## TEXT BLOCK:
====================

Tue, Aug 30, 2005 10:35 AM #

> I would be most obliged for any comments and help.

Wolfgang,

I've used R's fft to filter ECG signals and will comment on your
commentary based on my experience.  First, as an easily
accessible reference, I suggest "The Scientist and Engineer's
Guide to Digital Signal Processing," which is available in pdf
form at http://www.dspguide.com.  It includes several chapters on
the discrete Fourier transform and the fast Fourier transform
algorithm (which is what R's fft implements) and a chapter on
applications that contains info on spectral analysis.

    > What does R's fft() deliver?

    > fft() is calculated with a single one-dimensional
    > vector. Information on data acquisition frequency and block
    > length (in sec or whatever) can not be included into the
    > fft()-call.

    > Confusingly, if you calculate fft() on a sample vector
    > consisting of 2 pure sin frequencies, you get 4 peaks, not
    > 2.

That is the nature of the fft algorithm.  It returns values of
the discrete Fourier transform for both positive and negative
frequencies.

====================

## ENTRIES:
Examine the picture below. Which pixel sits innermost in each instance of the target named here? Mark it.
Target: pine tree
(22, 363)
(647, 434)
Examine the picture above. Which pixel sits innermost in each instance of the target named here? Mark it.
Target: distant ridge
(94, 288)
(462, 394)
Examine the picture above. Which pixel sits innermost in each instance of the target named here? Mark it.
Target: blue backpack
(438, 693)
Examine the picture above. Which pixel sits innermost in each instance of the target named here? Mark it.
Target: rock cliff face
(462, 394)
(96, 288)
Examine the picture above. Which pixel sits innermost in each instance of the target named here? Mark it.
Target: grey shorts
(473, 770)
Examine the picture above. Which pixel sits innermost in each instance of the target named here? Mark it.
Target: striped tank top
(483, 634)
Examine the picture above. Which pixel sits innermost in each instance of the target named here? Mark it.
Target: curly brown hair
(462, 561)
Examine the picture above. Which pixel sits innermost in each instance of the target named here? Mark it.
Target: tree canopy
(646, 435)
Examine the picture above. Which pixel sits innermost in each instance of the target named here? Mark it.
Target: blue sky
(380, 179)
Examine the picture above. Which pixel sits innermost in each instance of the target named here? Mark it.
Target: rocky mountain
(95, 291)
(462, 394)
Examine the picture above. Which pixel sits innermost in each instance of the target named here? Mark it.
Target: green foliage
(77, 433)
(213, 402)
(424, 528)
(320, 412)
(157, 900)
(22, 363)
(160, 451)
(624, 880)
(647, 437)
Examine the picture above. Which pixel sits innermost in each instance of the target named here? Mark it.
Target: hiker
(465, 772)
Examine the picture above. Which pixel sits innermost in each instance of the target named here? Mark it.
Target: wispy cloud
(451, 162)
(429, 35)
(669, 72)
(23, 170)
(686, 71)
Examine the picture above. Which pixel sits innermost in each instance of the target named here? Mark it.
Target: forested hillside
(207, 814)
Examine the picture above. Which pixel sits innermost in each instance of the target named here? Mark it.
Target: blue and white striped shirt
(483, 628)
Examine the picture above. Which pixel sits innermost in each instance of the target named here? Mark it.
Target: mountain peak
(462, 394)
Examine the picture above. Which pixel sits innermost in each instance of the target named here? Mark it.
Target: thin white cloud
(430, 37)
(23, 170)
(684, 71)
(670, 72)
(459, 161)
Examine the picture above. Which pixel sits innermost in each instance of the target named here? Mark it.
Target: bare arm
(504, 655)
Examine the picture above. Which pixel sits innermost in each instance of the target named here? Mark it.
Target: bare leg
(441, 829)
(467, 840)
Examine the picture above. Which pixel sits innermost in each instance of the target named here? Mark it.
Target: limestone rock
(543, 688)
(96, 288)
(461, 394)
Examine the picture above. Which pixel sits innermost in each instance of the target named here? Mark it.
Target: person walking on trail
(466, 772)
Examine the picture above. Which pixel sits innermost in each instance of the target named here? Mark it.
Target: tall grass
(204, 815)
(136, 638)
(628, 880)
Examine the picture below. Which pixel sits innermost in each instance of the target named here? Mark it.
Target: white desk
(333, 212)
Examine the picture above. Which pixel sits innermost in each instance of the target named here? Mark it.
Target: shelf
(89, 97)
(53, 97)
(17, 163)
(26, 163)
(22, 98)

====================

## SHORT PROBLEM 1:
Summarize the forum reply on R's fft in two sentences.
## SHORT PROBLEM 2:
According to the forum reply on R's fft, which subjects does the recommended guide cover? List them all.
## SHORT PROBLEM 3:
Set down the passage of the forum reply on R's fft starting with "Tue, Aug 30, 2005" and going on through "on spectral analysis.".

## FULL ANSWER 1:
The reply to Wolfgang comes from someone who has used R's fft to filter ECG signals. It recommends "The Scientist and Engineer's Guide to Digital Signal Processing," available as a pdf at http://www.dspguide.com, as a reference on the discrete and fast Fourier transforms and spectral analysis, and it says that getting 4 peaks from a vector of 2 pure sin frequencies is the nature of the fft algorithm, which returns discrete Fourier transform values for both positive and negative frequencies.

## FULL ANSWER 2:
- the discrete Fourier transform
- the fast Fourier transform algorithm
- applications
- spectral analysis

## FULL ANSWER 3:
Tue, Aug 30, 2005 10:35 AM #

> I would be most obliged for any comments and help.

Wolfgang,

I've used R's fft to filter ECG signals and will comment on your
commentary based on my experience.  First, as an easily
accessible reference, I suggest "The Scientist and Engineer's
Guide to Digital Signal Processing," which is available in pdf
form at http://www.dspguide.com.  It includes several chapters on
the discrete Fourier transform and the fast Fourier transform
algorithm (which is what R's fft implements) and a chapter on
applications that contains info on spectral analysis.